Selected excerpt:
_ _ _ _

Generally speaking, Schulte-Tenckhoff summarizes the challenges faced by indigenous peoples as such: the loss of their traditional lands necessary for their subsistence and the threat hanging over the preservation of their collective identities faced with the modern society and its development model (Schulte-Tenckhoff, 1997: 41). In his report on indigenous peoples and conflict resolution, Miguel Alfonso Martínez considers six “basic root causes of actual or potential conflict”, among which are development projects undertaken by non-indigenous entities and individuals affecting traditional indigenous lands (Martinez, 2004).

Our research precisely aims at showing the impact of development projects on the identity of indigenous peoples and how they can destabilize them.

2. Indigenous peoples and destabilization

We understand a destabilization within indigenous peoples mainly as the decrease of the social cohesion, which can even lead to a social conflict. The central element is group identity, that is to say the common identity that creates and maintains cohesion. We think that development projects affecting indigenous peoples will affect their group identity through a certain number of vectors, described below, which will challenge their values and harm their cohesion.

_ _ _ _

Listing:
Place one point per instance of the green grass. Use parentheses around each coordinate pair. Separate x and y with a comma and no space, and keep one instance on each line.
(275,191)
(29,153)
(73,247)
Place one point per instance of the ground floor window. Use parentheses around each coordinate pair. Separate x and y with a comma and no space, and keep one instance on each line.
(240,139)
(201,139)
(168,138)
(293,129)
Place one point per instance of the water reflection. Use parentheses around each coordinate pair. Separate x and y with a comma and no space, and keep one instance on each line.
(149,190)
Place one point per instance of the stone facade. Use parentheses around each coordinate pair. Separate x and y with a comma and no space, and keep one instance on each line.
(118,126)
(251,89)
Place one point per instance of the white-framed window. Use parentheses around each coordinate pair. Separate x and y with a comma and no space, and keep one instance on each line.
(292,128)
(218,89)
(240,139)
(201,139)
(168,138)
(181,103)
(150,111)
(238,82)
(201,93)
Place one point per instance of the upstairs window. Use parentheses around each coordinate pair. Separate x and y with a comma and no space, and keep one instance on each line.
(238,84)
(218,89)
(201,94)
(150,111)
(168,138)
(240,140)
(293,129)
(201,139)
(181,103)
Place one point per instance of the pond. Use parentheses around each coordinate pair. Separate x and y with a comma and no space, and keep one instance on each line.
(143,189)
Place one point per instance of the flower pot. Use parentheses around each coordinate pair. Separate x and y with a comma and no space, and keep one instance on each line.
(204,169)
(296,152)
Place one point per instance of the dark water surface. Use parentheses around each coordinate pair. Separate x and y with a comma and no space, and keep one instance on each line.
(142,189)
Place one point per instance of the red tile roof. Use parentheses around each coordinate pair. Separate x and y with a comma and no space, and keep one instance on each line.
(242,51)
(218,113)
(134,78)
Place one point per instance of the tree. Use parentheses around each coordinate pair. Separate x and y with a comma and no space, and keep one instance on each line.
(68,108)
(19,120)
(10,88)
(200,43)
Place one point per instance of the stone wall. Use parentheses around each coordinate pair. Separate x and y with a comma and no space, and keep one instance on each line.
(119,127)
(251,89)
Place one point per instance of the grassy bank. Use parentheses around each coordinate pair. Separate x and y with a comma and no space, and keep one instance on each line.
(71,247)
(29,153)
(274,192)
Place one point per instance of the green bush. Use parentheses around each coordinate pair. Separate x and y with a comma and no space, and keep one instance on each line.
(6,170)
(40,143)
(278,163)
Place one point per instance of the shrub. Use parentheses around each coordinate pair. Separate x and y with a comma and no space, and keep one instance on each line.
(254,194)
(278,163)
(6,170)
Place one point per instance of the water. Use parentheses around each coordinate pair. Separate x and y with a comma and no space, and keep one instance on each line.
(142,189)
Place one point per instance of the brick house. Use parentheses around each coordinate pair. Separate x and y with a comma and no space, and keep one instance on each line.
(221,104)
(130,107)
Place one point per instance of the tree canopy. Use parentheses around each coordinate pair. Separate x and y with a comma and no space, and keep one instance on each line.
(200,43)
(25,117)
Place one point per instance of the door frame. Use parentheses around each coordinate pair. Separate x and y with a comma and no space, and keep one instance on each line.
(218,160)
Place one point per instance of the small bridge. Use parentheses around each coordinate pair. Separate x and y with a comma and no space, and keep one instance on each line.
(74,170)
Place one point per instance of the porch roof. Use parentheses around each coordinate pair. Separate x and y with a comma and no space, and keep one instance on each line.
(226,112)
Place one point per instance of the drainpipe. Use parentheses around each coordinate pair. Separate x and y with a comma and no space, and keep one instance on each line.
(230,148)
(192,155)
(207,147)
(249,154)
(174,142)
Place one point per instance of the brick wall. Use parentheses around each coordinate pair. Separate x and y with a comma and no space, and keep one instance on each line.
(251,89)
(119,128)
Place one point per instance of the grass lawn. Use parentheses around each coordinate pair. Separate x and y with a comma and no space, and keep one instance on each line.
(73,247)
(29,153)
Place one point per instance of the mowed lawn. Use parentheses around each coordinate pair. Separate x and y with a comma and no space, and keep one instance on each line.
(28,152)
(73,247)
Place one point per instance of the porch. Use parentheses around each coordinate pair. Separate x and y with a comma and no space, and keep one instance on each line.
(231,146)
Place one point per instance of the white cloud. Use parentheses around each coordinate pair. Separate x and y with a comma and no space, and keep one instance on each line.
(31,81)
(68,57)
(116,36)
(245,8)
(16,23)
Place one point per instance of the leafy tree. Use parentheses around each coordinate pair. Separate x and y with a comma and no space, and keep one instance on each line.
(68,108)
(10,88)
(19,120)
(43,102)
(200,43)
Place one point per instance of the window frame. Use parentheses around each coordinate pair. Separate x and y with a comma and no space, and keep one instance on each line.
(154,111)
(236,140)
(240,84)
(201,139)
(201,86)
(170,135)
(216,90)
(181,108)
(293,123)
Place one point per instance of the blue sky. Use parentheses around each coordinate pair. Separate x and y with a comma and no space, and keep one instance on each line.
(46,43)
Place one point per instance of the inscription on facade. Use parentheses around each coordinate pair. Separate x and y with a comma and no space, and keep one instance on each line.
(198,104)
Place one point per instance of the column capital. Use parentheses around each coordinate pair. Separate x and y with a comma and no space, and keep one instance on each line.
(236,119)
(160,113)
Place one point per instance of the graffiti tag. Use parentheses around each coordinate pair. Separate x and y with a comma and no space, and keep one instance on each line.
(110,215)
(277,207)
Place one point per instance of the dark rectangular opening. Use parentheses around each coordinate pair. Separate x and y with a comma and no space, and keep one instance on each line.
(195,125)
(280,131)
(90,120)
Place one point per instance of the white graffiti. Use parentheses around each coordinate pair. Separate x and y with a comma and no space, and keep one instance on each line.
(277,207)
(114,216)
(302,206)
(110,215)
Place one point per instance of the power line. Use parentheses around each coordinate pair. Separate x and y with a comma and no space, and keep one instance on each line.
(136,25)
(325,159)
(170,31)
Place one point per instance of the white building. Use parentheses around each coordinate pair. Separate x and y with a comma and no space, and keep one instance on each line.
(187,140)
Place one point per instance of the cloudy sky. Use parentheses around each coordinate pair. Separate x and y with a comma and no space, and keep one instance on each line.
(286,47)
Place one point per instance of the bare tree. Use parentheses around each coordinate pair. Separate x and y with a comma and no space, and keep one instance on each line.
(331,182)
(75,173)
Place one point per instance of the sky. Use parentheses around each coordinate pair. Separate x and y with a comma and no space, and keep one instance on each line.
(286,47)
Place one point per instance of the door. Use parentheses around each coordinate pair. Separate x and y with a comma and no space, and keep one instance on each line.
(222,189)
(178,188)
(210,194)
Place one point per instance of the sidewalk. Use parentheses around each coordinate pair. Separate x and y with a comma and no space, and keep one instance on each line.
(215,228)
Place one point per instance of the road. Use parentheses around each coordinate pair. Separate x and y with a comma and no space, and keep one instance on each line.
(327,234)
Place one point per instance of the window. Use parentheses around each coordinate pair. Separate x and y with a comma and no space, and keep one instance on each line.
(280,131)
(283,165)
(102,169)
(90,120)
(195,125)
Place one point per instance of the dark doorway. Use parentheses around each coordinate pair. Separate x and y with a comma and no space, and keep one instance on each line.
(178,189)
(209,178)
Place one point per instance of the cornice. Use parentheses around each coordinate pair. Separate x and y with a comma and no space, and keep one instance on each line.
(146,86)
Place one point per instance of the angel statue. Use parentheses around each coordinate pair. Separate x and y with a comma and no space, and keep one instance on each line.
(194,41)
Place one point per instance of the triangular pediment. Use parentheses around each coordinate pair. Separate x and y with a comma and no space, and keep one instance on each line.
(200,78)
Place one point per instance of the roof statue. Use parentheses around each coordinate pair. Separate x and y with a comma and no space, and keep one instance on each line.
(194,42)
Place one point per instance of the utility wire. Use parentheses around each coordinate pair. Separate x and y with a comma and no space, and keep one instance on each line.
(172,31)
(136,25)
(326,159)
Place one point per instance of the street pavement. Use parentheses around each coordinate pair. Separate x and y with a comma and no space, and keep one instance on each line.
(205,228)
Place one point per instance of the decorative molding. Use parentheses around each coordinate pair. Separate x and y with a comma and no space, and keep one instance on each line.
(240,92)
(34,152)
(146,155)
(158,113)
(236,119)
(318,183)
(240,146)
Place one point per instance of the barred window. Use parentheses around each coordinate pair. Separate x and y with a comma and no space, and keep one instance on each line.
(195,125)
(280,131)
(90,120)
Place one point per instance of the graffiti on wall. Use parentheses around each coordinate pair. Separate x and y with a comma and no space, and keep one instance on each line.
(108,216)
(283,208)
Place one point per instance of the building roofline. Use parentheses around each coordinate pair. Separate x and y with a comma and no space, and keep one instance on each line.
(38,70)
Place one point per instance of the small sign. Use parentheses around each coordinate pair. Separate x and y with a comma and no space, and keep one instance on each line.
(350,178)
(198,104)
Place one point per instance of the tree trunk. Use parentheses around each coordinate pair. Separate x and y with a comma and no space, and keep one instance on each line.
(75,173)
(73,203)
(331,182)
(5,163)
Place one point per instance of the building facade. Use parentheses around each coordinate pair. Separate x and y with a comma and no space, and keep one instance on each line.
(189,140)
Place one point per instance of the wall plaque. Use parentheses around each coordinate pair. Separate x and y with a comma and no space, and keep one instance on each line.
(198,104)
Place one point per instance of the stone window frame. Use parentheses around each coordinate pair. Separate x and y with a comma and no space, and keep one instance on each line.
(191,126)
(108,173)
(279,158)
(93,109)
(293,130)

_ _ _ _

Stated task 1: List every figure written in digits in the excerpt above on indigenous peoples and development projects.
Stated task 2: How many lines of the rows above contain the word "window"? Give only the number.

Answer 1: 1997, 41, 2004, 2

Answer 2: 7